**WHAT TO PRODUCE:** Write every line of the following listing exactly as it reads.

★ ★ ★ ★

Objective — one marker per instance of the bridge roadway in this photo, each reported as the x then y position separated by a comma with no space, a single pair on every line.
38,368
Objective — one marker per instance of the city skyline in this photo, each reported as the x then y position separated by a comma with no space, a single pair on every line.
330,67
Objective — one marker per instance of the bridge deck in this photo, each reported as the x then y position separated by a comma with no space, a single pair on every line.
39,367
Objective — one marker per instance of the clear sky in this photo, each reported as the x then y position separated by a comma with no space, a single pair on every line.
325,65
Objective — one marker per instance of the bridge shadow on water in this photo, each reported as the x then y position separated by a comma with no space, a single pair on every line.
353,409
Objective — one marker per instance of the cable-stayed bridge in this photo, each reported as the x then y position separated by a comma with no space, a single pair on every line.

★ ★ ★ ★

**OUTPUT BELOW:**
Objective — one marker per instance of the bridge roadway in this photo, each reported as the x then y position separated by a comma with no space, a single pair on every line.
38,368
Objective — one marker per instance of the city skyline in this photo, each reported as the x then y position separated by a comma with no space, a single pair on every line.
330,67
Objective — one marker per instance of the bridge deck in this photo, each reported as the x then y position separated by a comma with no space, a single pair on every line.
39,367
Objective — one marker per instance of the clear sky in this photo, each reported as the x then y position separated by a comma with no space, a single pair on every line.
325,65
Objective — one marker per instance of the bridge shadow on water in this photo, each reported as the x then y position separated by a comma with no space, a single pair on every line.
353,409
Objective — one marker per instance of the cable-stayed bridge in this photo, each reported as the x then y position separated by a comma with no space, a single pair on every line.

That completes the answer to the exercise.